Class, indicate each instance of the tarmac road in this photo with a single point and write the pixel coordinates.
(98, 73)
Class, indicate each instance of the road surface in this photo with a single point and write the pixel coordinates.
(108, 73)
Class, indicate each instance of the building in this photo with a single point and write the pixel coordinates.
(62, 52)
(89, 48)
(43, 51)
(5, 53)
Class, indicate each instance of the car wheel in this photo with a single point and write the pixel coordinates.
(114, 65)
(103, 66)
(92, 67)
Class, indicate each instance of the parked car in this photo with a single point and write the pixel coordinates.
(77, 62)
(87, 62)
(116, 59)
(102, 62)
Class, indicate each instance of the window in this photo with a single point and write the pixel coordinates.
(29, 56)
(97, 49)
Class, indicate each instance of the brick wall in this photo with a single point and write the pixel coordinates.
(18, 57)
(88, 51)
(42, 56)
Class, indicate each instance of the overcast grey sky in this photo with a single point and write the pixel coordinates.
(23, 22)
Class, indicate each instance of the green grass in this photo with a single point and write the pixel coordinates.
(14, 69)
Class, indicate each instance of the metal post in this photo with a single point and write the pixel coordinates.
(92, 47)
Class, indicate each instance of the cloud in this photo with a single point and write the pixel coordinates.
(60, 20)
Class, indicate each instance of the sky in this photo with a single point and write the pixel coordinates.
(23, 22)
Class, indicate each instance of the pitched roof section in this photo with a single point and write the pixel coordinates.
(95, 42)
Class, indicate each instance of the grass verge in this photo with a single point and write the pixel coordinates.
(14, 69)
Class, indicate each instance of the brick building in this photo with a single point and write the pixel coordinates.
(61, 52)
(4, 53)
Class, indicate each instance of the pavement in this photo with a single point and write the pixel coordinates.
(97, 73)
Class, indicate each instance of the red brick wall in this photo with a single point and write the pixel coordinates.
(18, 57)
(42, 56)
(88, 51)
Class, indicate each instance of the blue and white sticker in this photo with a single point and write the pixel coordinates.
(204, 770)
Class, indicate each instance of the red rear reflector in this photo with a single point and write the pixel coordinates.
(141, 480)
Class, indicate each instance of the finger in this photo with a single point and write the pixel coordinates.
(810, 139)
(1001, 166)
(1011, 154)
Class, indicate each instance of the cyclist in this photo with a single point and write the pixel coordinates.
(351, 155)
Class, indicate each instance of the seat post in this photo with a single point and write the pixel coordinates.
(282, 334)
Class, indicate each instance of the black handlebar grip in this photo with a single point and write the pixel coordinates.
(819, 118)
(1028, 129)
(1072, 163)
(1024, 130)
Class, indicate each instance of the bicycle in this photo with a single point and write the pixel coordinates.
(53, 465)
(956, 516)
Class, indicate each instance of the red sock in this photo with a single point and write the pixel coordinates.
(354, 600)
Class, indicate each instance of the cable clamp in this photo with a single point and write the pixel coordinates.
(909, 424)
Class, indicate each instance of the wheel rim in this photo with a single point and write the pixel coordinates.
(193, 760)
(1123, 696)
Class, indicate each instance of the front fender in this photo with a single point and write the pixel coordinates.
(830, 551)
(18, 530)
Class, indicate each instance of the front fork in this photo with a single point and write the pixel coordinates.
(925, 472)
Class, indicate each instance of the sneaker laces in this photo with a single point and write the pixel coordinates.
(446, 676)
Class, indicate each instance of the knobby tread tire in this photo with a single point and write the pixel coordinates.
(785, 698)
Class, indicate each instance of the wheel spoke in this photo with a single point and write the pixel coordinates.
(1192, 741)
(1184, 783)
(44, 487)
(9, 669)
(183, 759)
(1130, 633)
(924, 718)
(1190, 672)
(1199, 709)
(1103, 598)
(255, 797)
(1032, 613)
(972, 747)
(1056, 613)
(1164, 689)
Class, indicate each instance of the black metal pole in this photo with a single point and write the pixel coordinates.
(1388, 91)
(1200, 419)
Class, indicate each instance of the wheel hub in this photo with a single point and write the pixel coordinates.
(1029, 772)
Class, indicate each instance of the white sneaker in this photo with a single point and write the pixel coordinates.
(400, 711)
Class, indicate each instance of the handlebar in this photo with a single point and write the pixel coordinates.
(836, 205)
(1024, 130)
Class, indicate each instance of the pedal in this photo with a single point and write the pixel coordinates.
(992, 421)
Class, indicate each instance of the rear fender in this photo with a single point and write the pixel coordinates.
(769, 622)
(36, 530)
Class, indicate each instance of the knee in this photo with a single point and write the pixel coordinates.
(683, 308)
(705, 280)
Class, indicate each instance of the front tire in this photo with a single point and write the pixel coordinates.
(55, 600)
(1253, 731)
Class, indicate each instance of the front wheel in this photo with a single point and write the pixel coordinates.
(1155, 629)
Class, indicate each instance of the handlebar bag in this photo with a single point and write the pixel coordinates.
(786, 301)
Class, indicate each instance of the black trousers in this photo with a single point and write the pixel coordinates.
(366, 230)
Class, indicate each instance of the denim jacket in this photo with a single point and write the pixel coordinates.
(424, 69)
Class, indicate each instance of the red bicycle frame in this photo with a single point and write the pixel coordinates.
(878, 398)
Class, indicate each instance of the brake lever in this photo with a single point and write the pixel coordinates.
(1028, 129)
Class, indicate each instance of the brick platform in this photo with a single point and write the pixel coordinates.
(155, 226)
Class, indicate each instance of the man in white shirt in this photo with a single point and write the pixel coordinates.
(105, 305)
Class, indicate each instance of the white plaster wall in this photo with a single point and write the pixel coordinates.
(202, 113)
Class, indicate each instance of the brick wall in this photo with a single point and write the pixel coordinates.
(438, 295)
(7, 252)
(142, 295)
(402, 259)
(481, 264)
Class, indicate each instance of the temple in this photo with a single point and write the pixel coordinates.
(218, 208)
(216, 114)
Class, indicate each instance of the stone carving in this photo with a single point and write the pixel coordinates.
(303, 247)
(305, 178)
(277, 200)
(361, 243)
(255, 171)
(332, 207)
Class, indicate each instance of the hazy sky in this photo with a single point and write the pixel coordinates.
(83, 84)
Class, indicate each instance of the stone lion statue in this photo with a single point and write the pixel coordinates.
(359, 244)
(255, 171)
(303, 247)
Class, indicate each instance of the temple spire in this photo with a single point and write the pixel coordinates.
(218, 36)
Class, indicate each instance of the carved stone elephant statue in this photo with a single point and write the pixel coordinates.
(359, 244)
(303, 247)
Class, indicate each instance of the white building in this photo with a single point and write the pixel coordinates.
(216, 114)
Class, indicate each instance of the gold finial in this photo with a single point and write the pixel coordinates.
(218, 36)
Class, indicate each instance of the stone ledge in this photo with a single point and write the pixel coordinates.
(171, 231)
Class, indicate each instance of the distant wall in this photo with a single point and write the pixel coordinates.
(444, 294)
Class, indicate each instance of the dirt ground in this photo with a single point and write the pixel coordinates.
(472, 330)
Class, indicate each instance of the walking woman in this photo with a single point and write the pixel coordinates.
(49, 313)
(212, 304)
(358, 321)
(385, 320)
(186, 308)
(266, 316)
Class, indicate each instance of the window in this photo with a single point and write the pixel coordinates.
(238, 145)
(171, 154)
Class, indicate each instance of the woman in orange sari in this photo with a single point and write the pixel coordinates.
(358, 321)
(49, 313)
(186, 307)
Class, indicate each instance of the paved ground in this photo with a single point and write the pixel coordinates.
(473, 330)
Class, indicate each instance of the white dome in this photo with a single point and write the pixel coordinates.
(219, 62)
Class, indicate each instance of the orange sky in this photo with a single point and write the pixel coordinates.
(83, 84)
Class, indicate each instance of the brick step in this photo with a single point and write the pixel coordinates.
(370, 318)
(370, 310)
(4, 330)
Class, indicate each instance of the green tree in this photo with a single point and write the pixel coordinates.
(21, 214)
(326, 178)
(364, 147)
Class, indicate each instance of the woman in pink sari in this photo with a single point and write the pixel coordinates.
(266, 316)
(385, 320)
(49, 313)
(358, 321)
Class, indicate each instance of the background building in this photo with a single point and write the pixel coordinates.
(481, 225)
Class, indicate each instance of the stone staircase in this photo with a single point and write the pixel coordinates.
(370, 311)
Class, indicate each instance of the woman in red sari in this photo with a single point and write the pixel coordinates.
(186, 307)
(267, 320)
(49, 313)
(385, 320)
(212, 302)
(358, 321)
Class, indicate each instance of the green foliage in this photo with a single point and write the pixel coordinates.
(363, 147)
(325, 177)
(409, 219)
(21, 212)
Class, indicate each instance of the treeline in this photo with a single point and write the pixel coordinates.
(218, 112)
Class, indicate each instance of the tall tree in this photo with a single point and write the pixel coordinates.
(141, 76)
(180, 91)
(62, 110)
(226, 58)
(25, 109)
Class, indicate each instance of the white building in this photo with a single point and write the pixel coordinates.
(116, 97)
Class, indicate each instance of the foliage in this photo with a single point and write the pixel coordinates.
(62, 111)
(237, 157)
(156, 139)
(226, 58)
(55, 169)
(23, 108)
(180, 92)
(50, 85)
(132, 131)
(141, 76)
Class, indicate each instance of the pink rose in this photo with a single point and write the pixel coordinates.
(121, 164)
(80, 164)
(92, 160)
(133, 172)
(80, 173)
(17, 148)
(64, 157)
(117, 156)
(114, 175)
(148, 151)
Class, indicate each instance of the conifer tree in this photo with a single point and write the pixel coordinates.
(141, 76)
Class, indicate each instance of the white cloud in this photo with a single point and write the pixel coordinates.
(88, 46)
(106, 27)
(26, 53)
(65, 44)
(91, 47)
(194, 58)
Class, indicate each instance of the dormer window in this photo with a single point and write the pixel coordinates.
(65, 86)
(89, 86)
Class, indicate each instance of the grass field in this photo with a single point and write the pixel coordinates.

ABOUT THIS TASK: Quote, without alteration, the final stretch of the entries: the line with "Class, indicate each instance of the dormer" onward to the last line.

RESPONSE FOR THIS EXERCISE:
Class, indicate each instance of the dormer window in this photo with a single point and write the pixel coordinates.
(65, 86)
(89, 86)
Class, indicate each instance of the grass field in this photo with a single point and write the pixel coordinates.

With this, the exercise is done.